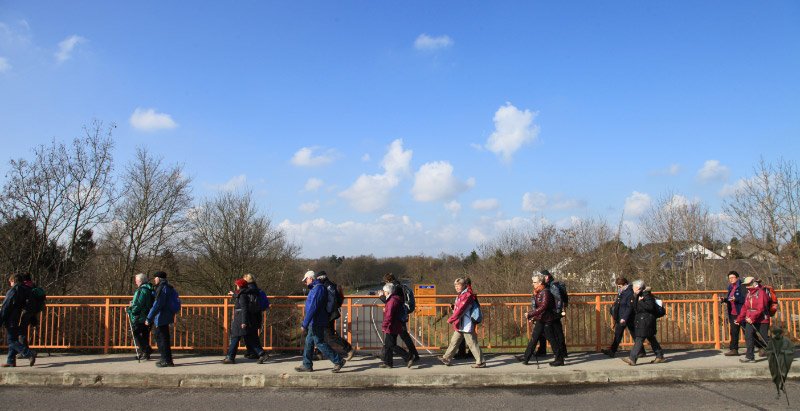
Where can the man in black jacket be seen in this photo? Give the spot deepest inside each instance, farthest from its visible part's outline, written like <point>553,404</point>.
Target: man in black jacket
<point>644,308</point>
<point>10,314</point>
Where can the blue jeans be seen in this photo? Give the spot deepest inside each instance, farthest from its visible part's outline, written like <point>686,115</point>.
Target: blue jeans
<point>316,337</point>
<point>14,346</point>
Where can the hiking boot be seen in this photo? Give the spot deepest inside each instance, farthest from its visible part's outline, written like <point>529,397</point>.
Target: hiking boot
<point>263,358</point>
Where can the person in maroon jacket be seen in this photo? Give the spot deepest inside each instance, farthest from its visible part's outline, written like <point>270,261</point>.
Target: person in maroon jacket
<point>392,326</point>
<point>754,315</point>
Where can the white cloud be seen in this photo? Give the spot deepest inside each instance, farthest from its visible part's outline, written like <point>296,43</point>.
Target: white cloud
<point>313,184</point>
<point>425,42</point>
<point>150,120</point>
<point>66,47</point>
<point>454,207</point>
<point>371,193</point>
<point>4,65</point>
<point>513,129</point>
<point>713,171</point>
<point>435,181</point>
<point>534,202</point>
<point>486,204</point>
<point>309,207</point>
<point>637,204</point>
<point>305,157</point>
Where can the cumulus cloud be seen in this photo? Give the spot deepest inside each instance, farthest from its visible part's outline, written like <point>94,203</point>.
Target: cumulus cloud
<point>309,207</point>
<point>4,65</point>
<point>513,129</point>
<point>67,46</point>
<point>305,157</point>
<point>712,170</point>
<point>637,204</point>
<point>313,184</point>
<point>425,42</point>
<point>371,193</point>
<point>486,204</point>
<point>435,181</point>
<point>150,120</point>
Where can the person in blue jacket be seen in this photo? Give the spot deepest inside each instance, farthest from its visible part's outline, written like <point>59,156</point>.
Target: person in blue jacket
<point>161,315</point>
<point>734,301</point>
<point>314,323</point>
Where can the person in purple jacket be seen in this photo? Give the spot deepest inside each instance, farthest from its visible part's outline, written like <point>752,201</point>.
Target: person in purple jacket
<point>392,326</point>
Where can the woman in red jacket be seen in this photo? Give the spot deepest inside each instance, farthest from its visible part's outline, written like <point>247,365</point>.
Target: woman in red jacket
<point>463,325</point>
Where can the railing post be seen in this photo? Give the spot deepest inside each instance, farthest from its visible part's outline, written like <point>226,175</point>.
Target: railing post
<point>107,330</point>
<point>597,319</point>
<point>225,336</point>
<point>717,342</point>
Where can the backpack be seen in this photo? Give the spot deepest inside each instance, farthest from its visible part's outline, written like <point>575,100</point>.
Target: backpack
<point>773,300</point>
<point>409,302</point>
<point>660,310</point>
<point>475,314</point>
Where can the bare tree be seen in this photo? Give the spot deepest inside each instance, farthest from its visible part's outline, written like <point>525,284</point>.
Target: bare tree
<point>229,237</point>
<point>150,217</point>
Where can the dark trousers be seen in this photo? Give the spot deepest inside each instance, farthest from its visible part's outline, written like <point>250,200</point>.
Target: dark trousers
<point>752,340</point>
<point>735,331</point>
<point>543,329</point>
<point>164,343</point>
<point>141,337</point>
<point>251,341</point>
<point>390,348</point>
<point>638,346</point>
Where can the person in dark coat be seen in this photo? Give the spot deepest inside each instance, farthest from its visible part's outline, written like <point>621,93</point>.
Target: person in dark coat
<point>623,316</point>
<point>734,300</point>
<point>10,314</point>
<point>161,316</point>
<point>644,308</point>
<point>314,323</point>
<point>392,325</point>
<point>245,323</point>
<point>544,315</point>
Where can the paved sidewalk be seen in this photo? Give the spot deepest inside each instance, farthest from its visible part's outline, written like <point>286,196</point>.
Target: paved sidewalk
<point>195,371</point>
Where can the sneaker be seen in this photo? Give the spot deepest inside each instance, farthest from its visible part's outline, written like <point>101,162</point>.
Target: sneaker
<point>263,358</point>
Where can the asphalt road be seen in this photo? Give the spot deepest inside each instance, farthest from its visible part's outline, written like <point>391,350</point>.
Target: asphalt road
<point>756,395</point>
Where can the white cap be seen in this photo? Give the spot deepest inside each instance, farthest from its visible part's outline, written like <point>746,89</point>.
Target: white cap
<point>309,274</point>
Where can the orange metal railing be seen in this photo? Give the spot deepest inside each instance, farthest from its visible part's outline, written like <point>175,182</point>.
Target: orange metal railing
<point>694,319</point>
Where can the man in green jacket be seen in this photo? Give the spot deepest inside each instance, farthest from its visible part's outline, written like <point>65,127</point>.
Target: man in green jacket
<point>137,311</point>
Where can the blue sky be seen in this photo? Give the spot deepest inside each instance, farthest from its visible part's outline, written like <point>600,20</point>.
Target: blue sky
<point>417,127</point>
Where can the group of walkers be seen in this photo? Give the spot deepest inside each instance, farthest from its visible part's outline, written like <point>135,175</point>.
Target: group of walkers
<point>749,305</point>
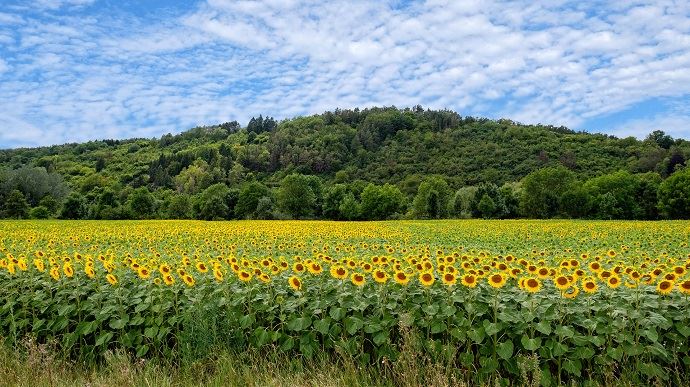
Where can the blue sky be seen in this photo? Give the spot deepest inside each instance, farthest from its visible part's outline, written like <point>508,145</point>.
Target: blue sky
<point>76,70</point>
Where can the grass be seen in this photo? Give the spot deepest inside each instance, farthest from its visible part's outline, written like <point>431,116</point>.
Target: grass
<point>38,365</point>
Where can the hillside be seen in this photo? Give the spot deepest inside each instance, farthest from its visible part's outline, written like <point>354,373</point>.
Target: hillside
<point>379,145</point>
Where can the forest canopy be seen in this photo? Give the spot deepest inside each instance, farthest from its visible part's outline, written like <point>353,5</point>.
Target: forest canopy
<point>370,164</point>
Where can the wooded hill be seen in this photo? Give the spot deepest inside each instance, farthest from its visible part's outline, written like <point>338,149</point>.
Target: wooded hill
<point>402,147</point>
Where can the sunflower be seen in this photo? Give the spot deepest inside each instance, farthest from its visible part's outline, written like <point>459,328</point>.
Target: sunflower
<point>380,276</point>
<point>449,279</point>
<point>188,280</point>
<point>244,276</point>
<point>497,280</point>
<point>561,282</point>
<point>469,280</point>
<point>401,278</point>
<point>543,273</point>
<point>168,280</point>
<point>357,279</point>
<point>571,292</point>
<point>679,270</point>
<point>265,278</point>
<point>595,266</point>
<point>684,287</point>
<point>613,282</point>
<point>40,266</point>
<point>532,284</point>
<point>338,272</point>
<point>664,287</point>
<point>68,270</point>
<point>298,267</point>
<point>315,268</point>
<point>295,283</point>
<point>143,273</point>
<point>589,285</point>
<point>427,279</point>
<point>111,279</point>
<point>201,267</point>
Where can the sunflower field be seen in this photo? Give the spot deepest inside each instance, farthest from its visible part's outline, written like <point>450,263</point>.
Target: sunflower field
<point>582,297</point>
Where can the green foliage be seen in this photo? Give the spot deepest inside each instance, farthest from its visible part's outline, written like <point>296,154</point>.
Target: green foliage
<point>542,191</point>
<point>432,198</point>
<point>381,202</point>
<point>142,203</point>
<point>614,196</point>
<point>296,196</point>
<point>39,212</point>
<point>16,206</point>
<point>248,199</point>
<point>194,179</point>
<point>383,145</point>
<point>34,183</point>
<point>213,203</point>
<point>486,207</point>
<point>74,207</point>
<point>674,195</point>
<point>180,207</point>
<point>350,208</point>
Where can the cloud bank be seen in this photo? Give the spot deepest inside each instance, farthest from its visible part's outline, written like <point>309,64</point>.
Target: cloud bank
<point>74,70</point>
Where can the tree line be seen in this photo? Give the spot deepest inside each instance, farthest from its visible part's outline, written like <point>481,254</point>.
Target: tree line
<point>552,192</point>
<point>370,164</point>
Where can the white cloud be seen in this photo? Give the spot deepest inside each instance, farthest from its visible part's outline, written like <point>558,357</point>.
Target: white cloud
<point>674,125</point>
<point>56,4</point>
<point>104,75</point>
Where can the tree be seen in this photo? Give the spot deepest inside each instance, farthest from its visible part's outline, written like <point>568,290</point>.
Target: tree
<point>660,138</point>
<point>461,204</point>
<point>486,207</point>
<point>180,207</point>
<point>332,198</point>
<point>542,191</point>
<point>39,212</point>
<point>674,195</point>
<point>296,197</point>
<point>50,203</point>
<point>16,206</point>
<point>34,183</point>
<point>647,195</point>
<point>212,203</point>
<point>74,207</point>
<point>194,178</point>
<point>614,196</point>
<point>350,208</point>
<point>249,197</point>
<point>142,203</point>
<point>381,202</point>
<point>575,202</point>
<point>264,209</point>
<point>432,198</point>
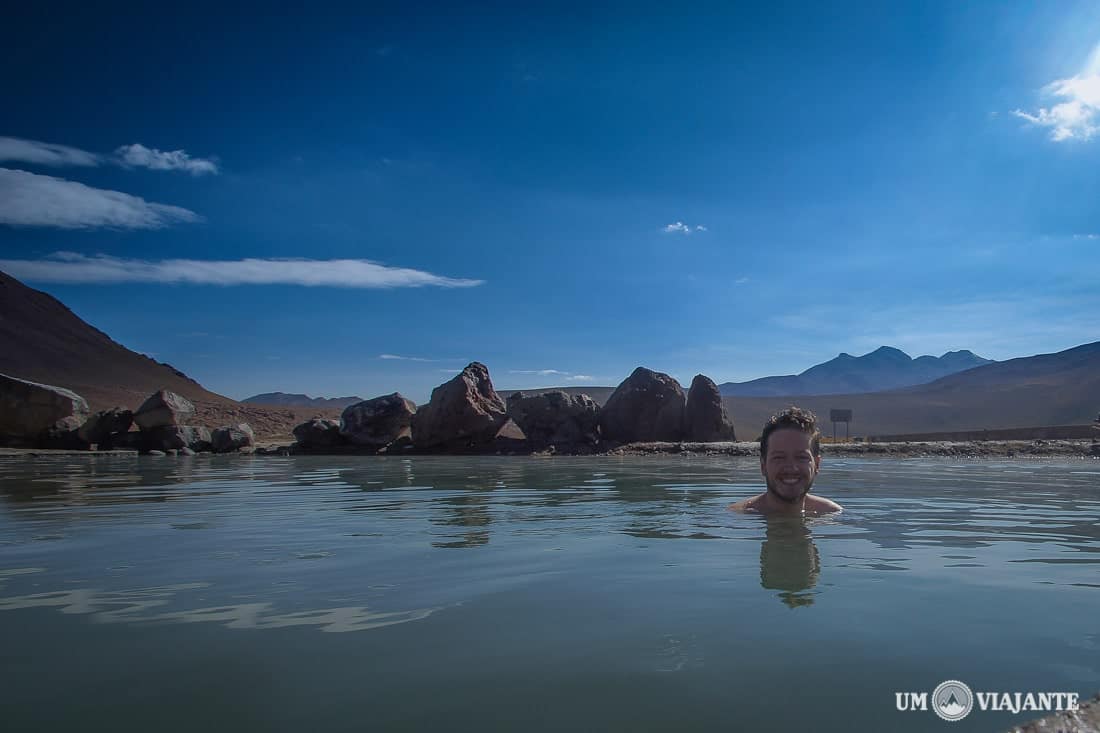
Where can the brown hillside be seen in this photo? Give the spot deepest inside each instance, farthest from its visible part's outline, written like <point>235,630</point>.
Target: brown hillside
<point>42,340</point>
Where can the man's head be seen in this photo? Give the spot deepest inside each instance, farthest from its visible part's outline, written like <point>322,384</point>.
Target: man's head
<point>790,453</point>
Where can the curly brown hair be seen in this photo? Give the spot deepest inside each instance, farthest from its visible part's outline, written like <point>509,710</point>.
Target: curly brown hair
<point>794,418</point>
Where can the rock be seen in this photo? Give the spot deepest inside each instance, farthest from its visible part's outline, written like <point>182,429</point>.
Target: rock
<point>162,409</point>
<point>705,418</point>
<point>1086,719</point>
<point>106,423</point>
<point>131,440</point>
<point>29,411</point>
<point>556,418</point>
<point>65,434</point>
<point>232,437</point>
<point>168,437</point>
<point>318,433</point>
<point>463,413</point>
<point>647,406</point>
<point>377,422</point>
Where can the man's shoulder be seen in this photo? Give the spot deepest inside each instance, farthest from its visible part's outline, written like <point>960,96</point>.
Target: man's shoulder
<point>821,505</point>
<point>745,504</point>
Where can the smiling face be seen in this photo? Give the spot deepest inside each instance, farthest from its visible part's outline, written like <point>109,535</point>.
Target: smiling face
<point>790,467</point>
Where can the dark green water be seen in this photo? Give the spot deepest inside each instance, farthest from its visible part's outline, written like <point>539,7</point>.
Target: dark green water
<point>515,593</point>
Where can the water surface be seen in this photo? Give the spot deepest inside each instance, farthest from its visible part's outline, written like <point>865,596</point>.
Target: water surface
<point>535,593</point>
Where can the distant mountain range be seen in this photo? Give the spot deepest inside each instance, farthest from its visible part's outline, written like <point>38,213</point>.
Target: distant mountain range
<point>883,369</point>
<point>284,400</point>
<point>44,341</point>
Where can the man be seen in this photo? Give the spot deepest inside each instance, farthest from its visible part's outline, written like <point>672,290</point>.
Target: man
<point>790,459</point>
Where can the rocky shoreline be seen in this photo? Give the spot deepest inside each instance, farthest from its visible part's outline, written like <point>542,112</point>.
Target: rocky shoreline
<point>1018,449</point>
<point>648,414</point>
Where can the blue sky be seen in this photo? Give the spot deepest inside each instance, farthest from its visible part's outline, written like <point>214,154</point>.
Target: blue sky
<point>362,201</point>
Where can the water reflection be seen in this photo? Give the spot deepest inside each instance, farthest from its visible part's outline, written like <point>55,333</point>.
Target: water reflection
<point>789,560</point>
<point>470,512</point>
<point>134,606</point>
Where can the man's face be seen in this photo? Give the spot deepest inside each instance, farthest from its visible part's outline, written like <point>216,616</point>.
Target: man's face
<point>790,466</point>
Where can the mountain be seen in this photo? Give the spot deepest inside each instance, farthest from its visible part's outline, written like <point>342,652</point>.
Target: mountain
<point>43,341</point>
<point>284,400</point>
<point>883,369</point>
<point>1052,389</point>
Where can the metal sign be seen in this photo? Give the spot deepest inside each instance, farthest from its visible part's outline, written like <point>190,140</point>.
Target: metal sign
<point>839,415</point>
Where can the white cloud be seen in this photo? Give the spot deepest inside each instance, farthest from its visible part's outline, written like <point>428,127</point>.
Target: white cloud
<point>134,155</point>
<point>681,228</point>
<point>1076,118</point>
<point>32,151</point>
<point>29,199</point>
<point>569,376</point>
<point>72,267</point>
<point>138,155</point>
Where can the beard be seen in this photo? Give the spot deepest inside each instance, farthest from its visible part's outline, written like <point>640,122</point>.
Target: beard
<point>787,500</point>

» WHAT IS REQUIRED:
In the data above, which lines lie between the line with "Where can the forest" and the line with "Where can the green", inclusive? Print those lines exactly and nothing else.

» OUTPUT OF THE EXERCISE:
Where can the forest canopy be seen in this photo? Give the spot deepest inside each instance, farthest from its visible part's outline, written like <point>353,5</point>.
Target: forest canopy
<point>370,164</point>
Where can the wooded hill be seen in this photo? Give the spot deepest inside each instance, farthest from its visible part's outline, written like <point>338,149</point>.
Target: wooded hill
<point>402,147</point>
Where can the sunflower be seen in this photo? Give the spot deepest inside each instance, farthest from its visible part's outline, written like <point>459,328</point>.
Target: sunflower
<point>380,276</point>
<point>449,279</point>
<point>188,280</point>
<point>244,276</point>
<point>497,280</point>
<point>561,282</point>
<point>469,280</point>
<point>401,278</point>
<point>543,273</point>
<point>168,280</point>
<point>357,279</point>
<point>571,292</point>
<point>679,270</point>
<point>265,278</point>
<point>595,266</point>
<point>684,287</point>
<point>613,282</point>
<point>40,266</point>
<point>532,284</point>
<point>338,272</point>
<point>664,287</point>
<point>68,270</point>
<point>298,267</point>
<point>315,268</point>
<point>295,283</point>
<point>143,273</point>
<point>589,285</point>
<point>427,279</point>
<point>111,279</point>
<point>201,267</point>
Where can the sunflower field be seen in this photo? Give the spot deepest inside each instance, farthest from its visible part's outline, written like <point>450,263</point>.
Target: sunflower field
<point>582,297</point>
Where can the green foliage be seen in this photo? Give the spot deepest inside each instance, farthest from its visible part's outline, written like <point>296,154</point>.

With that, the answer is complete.